» **Data**:
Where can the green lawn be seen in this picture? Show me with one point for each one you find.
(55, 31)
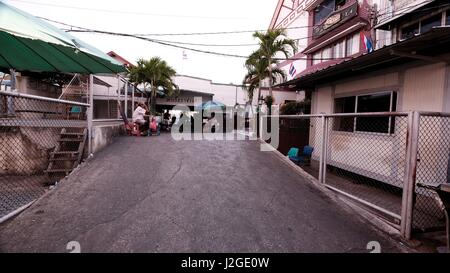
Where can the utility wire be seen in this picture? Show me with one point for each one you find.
(132, 12)
(73, 28)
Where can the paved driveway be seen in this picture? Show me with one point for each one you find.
(158, 195)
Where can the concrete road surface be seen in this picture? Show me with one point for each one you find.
(153, 194)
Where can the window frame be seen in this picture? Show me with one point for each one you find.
(442, 12)
(391, 126)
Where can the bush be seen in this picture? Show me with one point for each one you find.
(294, 108)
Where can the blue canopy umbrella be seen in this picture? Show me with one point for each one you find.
(210, 106)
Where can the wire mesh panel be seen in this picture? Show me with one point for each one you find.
(30, 130)
(302, 135)
(433, 168)
(365, 159)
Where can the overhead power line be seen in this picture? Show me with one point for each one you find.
(132, 12)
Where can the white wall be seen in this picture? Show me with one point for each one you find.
(193, 84)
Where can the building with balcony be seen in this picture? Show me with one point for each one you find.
(407, 70)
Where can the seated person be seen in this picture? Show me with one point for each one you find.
(139, 116)
(154, 126)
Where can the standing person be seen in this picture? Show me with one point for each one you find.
(139, 116)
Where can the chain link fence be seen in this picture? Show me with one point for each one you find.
(302, 132)
(433, 168)
(365, 159)
(30, 129)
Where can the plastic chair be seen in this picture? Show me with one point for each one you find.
(293, 155)
(306, 155)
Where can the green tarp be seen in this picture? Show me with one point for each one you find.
(31, 44)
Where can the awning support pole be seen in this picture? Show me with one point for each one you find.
(126, 98)
(90, 112)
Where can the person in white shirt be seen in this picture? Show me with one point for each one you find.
(139, 115)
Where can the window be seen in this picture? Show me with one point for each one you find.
(410, 31)
(323, 10)
(344, 105)
(340, 4)
(431, 22)
(326, 54)
(423, 26)
(338, 50)
(370, 104)
(379, 102)
(317, 57)
(352, 46)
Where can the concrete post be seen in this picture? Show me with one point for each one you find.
(90, 112)
(322, 152)
(126, 98)
(410, 174)
(132, 98)
(12, 73)
(325, 148)
(118, 96)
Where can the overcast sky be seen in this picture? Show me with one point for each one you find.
(165, 16)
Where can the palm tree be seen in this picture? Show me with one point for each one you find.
(258, 69)
(156, 74)
(272, 43)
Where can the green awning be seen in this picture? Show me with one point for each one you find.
(30, 44)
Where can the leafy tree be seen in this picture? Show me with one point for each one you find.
(272, 43)
(258, 70)
(156, 74)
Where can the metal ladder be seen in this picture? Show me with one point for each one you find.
(67, 155)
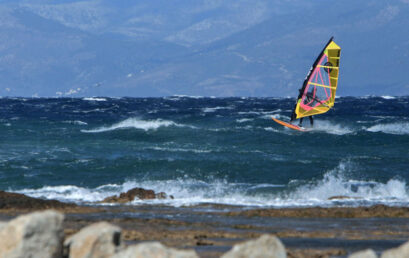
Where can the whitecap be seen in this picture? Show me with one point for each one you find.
(95, 99)
(243, 120)
(388, 97)
(329, 127)
(391, 128)
(136, 124)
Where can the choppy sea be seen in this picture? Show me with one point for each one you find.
(206, 150)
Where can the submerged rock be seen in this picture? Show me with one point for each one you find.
(399, 252)
(99, 240)
(154, 250)
(17, 201)
(140, 193)
(267, 246)
(368, 253)
(38, 234)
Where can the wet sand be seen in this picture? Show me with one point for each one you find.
(213, 229)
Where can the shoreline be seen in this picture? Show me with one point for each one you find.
(211, 234)
(212, 230)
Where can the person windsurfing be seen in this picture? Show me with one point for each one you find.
(317, 94)
(309, 97)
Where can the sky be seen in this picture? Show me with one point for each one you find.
(222, 48)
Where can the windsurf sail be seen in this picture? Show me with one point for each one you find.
(317, 94)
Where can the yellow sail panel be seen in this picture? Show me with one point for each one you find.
(317, 95)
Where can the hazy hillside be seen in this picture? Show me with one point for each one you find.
(211, 48)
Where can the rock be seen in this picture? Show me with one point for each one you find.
(154, 250)
(399, 252)
(39, 234)
(137, 192)
(2, 225)
(368, 253)
(265, 246)
(17, 201)
(98, 240)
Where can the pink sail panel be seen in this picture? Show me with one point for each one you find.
(318, 88)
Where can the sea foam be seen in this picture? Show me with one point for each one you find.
(391, 128)
(135, 124)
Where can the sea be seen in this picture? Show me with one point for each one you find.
(205, 150)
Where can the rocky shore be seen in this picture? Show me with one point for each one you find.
(30, 229)
(41, 234)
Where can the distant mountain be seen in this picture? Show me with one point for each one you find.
(204, 47)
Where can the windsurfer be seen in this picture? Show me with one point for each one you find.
(311, 121)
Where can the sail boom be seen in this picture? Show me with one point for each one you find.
(321, 83)
(328, 67)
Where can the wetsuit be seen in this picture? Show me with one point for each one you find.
(311, 121)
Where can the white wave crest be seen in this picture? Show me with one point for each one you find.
(214, 109)
(392, 128)
(328, 127)
(136, 124)
(388, 97)
(243, 120)
(95, 99)
(337, 183)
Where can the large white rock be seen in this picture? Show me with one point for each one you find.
(154, 250)
(266, 246)
(98, 240)
(399, 252)
(38, 234)
(368, 253)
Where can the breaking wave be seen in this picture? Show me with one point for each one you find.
(392, 128)
(337, 184)
(334, 188)
(136, 124)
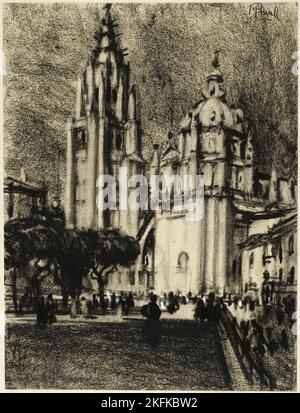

» **What the task requires**:
Return the listing above in an exact copy that leaves out the images.

» **Result**:
Where can the green lawn be seen in this picture? Show me with one point for each one you find.
(55, 31)
Where can the utility wire be seen in this picture? Show me with one point for each one you find.
(132, 12)
(73, 28)
Where can the paved driveway be seen in this picture? Show me with one point for each one you find.
(158, 195)
Where can the concrete road surface be seen in this picture? Show me with one point for each one you find.
(153, 194)
Where can the window frame be seen in this picture? Show me with one point for each one you find.
(442, 12)
(391, 126)
Where can the bush be seen in this picture? Show me with one point for each one you find.
(294, 108)
Where can the blue canopy umbrella be seen in this picture? Show me with one point for each one you find.
(210, 106)
Where can the wire mesh panel be seen in this picture? Show me with one point for each one you find.
(30, 130)
(302, 135)
(433, 168)
(365, 159)
Where can the overhead power line be seen in this picture? Show me with one point for each one you find.
(132, 12)
Where can the white wall be seen in this picture? Show me with one point for each one you find.
(193, 84)
Where can the building with balcony be seen in this picture? Show me with one point for each one you find.
(407, 70)
Where can the seated person be seen in this picture? Show me with one point for each one you find.
(139, 116)
(154, 126)
Where can the standing person be seen in this picture? Show me with one point for each one you find.
(139, 116)
Where can the chain link fence be seen in this picture? Show me with one point for each one you find.
(302, 132)
(433, 168)
(365, 159)
(30, 129)
Where can the plastic chair be seen in this picture? Show me with one point for each one you find.
(293, 155)
(306, 155)
Where can the green tarp be seen in this picture? Show me with one point for each one you find.
(31, 44)
Where can the awning support pole be seen in this picture? Show me with one point for each one you find.
(126, 98)
(90, 112)
Where can the person in white shirt be seen in this picture? Show me with one point for each one you find.
(139, 115)
Where can the window be seen in this picture? Show me with one point for each one you find.
(410, 31)
(323, 10)
(344, 105)
(340, 4)
(431, 22)
(326, 54)
(423, 26)
(338, 50)
(370, 104)
(379, 102)
(317, 57)
(352, 46)
Where can the concrete post be seen in this picture? Show me with one point for each one you find.
(90, 112)
(322, 152)
(126, 98)
(410, 174)
(132, 98)
(12, 73)
(325, 148)
(118, 96)
Where can the overcast sky be seen in this picture? Show me with one point for each one you find.
(165, 16)
Where can the palm tree be seen in this picture? Show me with one point for each one you find.
(258, 69)
(156, 74)
(272, 43)
Where can the green awning be seen in this picture? Show me with one point for each one you find.
(30, 44)
Where can the leafy tree be seen in this picture? Show me with one point for each one you find.
(272, 43)
(258, 70)
(156, 74)
Where can the metal ladder be seen in this picture? Show me with one point for each one you find.
(67, 155)
Where can the whitecap be seen in this picture? Show me with one point for each one you find.
(95, 99)
(243, 120)
(388, 97)
(329, 127)
(391, 128)
(136, 124)
Where can the choppy sea be seen in this picture? Show me with one point for each one you find.
(206, 150)
Where can the submerged rock be seen in this picture? Show me with one point for each one you find.
(399, 252)
(99, 240)
(154, 250)
(17, 201)
(140, 193)
(267, 246)
(368, 253)
(38, 234)
Where can the wet sand be seen in this picture? Show me with one point for each one you find.
(213, 229)
Where can the shoreline be seen in this picture? Show me with one point for each one you find.
(211, 234)
(212, 230)
Where can the person windsurfing be seen in this picture? Show me with one point for each one you find.
(317, 94)
(309, 97)
Where can the sky be seen in this picture? Show me with one point for each one you find.
(222, 48)
Where can the windsurf sail be seen in this picture? Show me with one point for each one you find.
(317, 94)
Where can the yellow sail panel be seen in this picture? Show me with one point for each one you find.
(317, 95)
Where can the hazy hillside be seen in this picture? Show me with one point for each one you find.
(211, 48)
Where can the rock be seen in this picture? Show me with one point for each one you find.
(154, 250)
(399, 252)
(39, 234)
(137, 192)
(2, 225)
(368, 253)
(265, 246)
(17, 201)
(98, 240)
Where can the pink sail panel be seen in this picture? Show me with one point for each one you find.
(318, 88)
Where can the sea foam be seen in this picture? Show me with one point for each one you find.
(391, 128)
(135, 124)
Where can the sea be seen in this picture? Show me with one point for each one you find.
(205, 150)
Where can the rocky shore be seen in this picture? Show me with one point for each one you find.
(30, 229)
(41, 234)
Where can the distant mountain be seen in this picture? Show me with one point for each one you find.
(204, 47)
Where can the windsurfer be seen in this picture? Show me with one point for each one you find.
(311, 121)
Where can the sail boom be seen in this picture? Show me with one point for each one you find.
(321, 83)
(328, 67)
Where can the wetsuit be seen in this picture? Show me with one point for each one you find.
(311, 121)
Where can the white wave crest be seen in this picture? Show me with one point for each one you find.
(214, 109)
(392, 128)
(328, 127)
(136, 124)
(388, 97)
(243, 120)
(95, 99)
(337, 183)
Where can the large white rock be seen in this picture? Show me with one point for each one you find.
(154, 250)
(266, 246)
(98, 240)
(399, 252)
(38, 234)
(368, 253)
Where can the breaking wave be seen in this picture? Show me with one point for each one you find.
(392, 128)
(337, 184)
(334, 188)
(136, 124)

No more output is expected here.